Work required
Pick out every line in the entries below that contains the word "edge", and copy each of those lines in full.

Extracted information

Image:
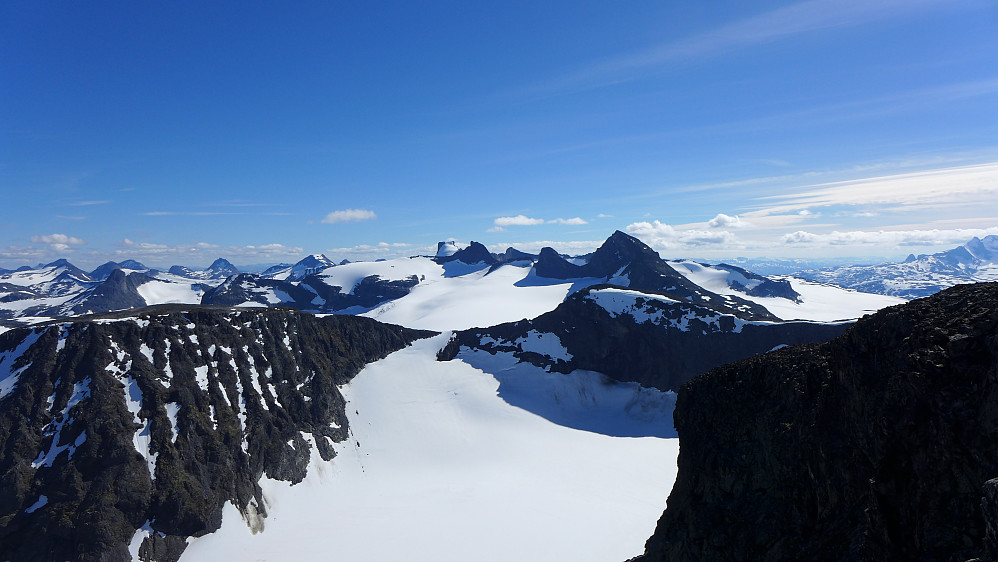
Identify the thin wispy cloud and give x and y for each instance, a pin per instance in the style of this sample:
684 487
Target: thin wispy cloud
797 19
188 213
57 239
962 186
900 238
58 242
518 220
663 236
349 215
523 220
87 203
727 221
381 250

* * *

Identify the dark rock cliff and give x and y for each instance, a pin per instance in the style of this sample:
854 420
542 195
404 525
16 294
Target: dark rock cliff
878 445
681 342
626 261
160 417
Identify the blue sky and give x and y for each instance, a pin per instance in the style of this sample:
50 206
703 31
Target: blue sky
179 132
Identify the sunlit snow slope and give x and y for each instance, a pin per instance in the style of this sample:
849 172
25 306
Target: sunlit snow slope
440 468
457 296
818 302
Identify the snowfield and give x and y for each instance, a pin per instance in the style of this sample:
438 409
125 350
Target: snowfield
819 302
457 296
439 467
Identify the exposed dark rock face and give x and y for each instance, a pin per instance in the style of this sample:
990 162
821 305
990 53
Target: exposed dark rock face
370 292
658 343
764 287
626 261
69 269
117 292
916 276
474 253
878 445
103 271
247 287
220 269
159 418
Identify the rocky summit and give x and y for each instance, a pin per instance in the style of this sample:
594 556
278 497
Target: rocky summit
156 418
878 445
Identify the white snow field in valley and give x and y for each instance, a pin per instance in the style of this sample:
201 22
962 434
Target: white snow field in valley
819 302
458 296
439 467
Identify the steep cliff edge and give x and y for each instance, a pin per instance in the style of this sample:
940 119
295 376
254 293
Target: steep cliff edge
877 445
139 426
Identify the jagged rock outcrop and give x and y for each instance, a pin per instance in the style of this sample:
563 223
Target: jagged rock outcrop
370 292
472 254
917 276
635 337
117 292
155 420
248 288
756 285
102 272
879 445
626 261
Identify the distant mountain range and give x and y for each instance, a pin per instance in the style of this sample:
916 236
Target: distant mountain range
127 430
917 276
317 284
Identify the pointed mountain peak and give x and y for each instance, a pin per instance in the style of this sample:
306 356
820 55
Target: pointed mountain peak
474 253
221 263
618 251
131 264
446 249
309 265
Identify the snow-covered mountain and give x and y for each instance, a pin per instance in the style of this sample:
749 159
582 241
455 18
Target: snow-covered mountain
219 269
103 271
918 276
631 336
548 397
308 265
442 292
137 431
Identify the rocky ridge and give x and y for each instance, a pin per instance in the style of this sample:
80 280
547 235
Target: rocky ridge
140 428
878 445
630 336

--

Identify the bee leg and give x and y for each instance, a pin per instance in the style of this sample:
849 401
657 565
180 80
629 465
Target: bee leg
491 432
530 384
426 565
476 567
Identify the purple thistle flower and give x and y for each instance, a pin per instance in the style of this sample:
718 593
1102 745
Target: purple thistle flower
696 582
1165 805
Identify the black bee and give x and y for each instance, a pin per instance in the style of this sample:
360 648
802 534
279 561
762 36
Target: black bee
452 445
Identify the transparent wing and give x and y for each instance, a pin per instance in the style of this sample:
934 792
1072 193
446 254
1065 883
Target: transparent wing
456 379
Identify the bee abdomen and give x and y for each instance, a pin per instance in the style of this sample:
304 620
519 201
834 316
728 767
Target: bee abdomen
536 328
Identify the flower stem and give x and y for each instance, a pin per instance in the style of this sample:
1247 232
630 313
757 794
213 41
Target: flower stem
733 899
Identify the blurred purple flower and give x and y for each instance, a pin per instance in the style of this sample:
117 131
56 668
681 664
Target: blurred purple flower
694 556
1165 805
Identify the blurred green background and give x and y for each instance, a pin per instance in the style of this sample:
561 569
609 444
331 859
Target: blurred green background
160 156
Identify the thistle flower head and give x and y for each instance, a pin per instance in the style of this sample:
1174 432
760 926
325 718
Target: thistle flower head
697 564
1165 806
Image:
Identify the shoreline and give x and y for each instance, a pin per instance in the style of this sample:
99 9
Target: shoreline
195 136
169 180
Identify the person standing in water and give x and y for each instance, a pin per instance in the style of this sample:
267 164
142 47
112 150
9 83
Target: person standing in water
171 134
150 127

Solution below
Identify the steep cliff edge and give x and y for each instance, a pin per instance in the style of this sample:
Target: steep cliff edge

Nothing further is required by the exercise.